Entries for pointing and labeling
━━━━━━

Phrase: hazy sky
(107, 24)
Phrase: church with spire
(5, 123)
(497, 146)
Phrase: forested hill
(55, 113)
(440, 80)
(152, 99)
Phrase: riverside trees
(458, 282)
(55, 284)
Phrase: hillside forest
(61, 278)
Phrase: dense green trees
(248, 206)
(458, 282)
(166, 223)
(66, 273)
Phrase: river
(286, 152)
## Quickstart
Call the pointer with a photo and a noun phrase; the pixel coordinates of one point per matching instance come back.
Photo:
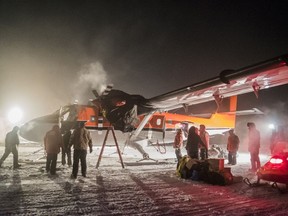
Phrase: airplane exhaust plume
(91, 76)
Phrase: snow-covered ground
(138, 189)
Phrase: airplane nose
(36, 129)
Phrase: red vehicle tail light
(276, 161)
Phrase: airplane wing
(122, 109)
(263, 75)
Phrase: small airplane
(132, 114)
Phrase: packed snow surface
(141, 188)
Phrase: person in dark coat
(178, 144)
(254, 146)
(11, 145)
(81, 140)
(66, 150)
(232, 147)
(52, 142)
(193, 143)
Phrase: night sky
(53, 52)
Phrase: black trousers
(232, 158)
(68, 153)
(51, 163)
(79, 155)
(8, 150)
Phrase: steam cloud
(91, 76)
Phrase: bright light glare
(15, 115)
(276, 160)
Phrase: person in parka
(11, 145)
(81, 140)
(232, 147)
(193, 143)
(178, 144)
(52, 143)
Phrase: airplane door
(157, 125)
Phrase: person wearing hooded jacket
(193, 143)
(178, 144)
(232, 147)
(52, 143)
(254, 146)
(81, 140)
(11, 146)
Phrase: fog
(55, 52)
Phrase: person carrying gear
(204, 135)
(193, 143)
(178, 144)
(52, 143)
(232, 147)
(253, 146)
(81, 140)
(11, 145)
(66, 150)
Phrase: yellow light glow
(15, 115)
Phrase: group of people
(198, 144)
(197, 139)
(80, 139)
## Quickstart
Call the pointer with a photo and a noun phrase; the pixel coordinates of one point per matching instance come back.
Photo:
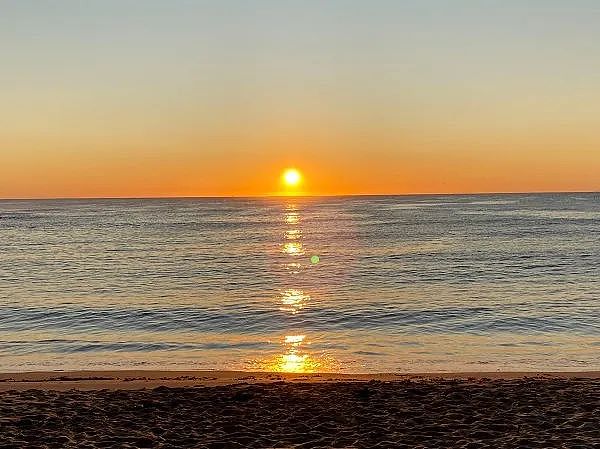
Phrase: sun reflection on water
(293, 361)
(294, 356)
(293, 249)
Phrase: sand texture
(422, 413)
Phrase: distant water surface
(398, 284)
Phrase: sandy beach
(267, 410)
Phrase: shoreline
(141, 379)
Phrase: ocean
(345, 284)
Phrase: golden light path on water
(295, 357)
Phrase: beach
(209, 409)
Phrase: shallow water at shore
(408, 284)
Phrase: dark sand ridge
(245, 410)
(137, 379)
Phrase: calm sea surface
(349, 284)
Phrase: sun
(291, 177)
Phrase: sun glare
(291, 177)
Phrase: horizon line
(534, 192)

━━━━━━

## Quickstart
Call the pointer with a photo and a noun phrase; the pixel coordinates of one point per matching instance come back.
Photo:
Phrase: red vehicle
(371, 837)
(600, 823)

━━━━━━

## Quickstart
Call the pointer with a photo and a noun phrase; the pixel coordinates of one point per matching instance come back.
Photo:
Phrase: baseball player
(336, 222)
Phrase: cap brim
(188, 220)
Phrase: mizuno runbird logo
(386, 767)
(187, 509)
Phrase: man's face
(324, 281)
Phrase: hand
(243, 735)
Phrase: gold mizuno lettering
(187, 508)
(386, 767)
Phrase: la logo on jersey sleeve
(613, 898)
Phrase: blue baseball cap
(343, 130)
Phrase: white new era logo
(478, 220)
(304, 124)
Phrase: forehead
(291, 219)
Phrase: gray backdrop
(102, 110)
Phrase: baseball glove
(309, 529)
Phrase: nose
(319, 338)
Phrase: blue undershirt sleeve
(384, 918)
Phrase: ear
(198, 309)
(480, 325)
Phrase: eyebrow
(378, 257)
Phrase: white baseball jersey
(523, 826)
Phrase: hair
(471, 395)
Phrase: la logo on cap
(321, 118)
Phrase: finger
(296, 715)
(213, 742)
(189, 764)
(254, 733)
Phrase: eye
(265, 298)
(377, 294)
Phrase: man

━━━━━━

- Exercise objective
Count the lines above that contain the string "airplane", matching case exactly, and reply with the number alone.

- Answer for this exercise
5